- ESTRATTO -

Invece non è così, perché i numeri dicono che la povertà aumenta, non diminuisce. Da pochi giorni lo ha certificato l’Istat: 5,7 milioni di italiani vivono in condizioni di povertà assoluta. L’espressione “povertà assoluta” potrebbe trarci in inganno, evocando immagini catastrofiche di miseria fatale, come nei vicoli delle grandi città asiatiche o africane, e convincerci che nulla del genere, qui, è possibile. Errore, perché con povertà assoluta si intende qualcosa, è vero, di diverso, ma non di meno drammatico: l’impossibilità a disporre delle risorse minime per garantire a persone e famiglie le necessarie spese di sostentamento, quelle per acqua, cibo, abitazione, riscaldamento. Povertà assoluta, dunque, ma anche, e con espressione forse più vicina alla realtà, “povertà vera”.
L’analisi dell’Istat è spietata: vive in povertà assoluta l’8,5 per cento delle famiglie. Il dato, valido per il 2023, peggiora la rilevazione già drammatica del 2022, quando si fermava all’8,2 per cento. Altri numeri aggiungono alla sconfitta sociale i contorni della catastrofe; le stime mettono in luce un peggioramento della condizione delle famiglie che hanno come persona di riferimento (capofamiglia) un lavoratore dipendente: l’incidenza di povertà raggiunge il 9,1 per cento. Ancora più raggelante il fatto che la presenza di un minore è un fattore che espone maggiormente le famiglie al rischio della povertà: i minori che vivono in nuclei famigliari ridotti in povertà assoluta sono 1,2 milioni.

- VOCI ELENCATE -
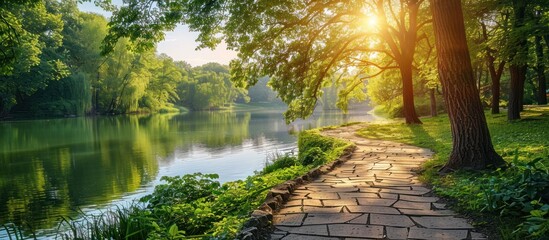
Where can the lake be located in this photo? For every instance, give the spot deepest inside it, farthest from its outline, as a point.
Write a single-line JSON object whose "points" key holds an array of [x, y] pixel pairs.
{"points": [[60, 167]]}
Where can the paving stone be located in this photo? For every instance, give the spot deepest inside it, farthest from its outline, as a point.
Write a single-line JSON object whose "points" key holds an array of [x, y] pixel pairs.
{"points": [[288, 219], [328, 218], [369, 189], [478, 236], [323, 195], [392, 184], [351, 230], [320, 230], [412, 205], [340, 202], [287, 210], [439, 205], [416, 212], [306, 237], [391, 220], [363, 219], [377, 177], [373, 209], [394, 233], [404, 192], [425, 233], [418, 199], [312, 202], [375, 201], [335, 189], [388, 195], [293, 203], [443, 222], [358, 195], [276, 236], [310, 209]]}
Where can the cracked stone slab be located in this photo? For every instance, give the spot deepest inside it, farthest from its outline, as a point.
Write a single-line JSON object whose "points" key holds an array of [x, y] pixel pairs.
{"points": [[352, 230], [319, 230], [312, 202], [340, 202], [363, 219], [288, 219], [326, 218], [309, 209], [323, 195], [412, 205], [416, 212], [425, 233], [443, 222], [394, 233], [405, 192], [359, 195], [376, 202], [418, 199], [306, 237], [373, 209], [391, 220]]}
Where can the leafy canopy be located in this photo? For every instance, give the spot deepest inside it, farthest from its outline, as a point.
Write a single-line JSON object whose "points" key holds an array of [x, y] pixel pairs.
{"points": [[301, 45]]}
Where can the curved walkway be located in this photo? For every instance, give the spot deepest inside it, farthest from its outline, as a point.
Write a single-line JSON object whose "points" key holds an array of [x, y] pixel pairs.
{"points": [[373, 195]]}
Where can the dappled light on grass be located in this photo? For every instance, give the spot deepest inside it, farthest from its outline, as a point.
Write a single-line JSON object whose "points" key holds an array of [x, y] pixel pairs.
{"points": [[506, 199]]}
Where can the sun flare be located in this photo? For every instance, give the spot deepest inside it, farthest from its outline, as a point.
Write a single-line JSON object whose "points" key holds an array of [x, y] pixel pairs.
{"points": [[369, 23]]}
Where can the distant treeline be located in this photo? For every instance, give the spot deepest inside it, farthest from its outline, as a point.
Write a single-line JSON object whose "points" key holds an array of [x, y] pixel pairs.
{"points": [[52, 66]]}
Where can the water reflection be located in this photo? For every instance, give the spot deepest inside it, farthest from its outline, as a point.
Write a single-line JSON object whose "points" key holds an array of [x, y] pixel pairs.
{"points": [[52, 167]]}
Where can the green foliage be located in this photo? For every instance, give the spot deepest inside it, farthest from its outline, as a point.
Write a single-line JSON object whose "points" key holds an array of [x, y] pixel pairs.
{"points": [[515, 197], [279, 162], [316, 149], [313, 156], [196, 205]]}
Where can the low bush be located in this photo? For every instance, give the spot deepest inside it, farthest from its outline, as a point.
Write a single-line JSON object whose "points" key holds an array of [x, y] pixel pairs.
{"points": [[511, 202], [279, 162], [197, 205], [313, 156]]}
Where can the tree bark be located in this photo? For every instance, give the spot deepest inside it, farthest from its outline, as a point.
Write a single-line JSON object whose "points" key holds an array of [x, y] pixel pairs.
{"points": [[517, 67], [409, 109], [540, 70], [472, 146], [433, 98]]}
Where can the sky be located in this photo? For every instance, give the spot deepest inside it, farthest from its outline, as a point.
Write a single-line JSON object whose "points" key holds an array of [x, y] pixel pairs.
{"points": [[180, 44]]}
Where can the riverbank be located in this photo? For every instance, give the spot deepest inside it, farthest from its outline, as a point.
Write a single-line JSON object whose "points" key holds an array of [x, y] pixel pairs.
{"points": [[197, 204]]}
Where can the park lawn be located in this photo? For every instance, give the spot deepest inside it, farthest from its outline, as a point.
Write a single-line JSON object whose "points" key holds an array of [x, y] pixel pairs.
{"points": [[501, 200]]}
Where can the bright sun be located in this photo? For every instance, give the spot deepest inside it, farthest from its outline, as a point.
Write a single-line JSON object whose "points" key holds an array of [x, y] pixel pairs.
{"points": [[369, 23]]}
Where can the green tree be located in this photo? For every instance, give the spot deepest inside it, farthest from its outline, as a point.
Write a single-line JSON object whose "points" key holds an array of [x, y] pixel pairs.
{"points": [[34, 60], [472, 146], [300, 45]]}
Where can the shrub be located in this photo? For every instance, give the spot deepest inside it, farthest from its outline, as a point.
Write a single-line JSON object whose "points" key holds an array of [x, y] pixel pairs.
{"points": [[314, 156], [280, 162]]}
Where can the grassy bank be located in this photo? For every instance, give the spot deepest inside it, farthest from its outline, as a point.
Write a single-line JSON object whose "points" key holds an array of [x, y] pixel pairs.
{"points": [[197, 205], [511, 203]]}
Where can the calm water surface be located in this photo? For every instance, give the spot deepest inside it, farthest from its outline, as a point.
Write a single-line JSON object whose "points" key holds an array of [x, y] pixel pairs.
{"points": [[51, 168]]}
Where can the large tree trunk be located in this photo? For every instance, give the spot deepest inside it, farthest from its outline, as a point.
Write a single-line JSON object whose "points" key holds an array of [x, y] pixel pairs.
{"points": [[495, 75], [517, 67], [472, 146], [409, 109], [540, 70], [516, 89], [433, 98]]}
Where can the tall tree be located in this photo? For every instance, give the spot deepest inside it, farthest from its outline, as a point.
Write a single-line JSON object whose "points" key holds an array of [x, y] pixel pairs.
{"points": [[472, 146], [302, 45], [518, 50]]}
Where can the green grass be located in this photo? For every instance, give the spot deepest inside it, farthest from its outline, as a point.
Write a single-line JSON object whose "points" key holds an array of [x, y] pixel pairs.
{"points": [[197, 206], [487, 195]]}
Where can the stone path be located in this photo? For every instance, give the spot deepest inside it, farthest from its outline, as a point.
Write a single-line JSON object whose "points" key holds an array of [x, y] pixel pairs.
{"points": [[373, 195]]}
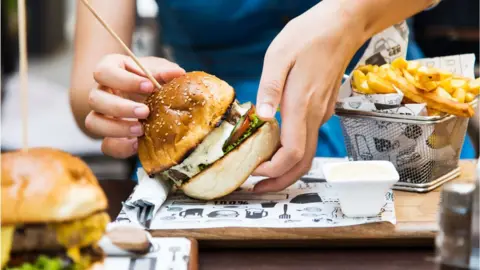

- CONSEGNA -
Continua l'estratto sulla povertà assoluta in Italia partendo dopo la sua ultima frase. I record non hanno alcun legame con l'estratto.

- RISULTATO -
Queste cifre denunciano una crisi non soltanto imminente, ma anche a lungo corso. Dicono che il lavoro non è garanzia di sostentamento e che avere figli è, letteralmente, un lusso. Dicono anche, tra le righe ma non più di tanto, che i conflitti sociali sono destinati ad accrescersi, non ad attenuarsi, che la pancia (vuota) determinerà il tono e i contenuti del dibattito pubblico, che il rischio di un’educazione scadente o almeno lacunosa investe larghe frange delle giovani generazioni. Dicono, in sintesi, che la società tutta poggia su un terreno friabile, incline alla frana, al crollo rovinoso. Tanto più che, a differenza di un tempo, la povertà oggi non è più neppure riconosciuta e dunque combattuta con le armi della solidarietà. Chi è povero è dunque sempre più spesso anche solo.
Riconoscere la povertà come un male da combattere con vigore è diventato faticoso, in un momento storico in cui la comunità è costantemente distratta da virtuali specchietti per le allodole che permettono agli individui di vedere solo quello che vogliono vedere tenendo a distanza tutto il resto. I numeri dell’Istat sono però uno specchio oggettivo e guardarli in faccia senza paura sarebbe un atto di civiltà, il primo valore da ritrovare davanti alla sofferenza altrui.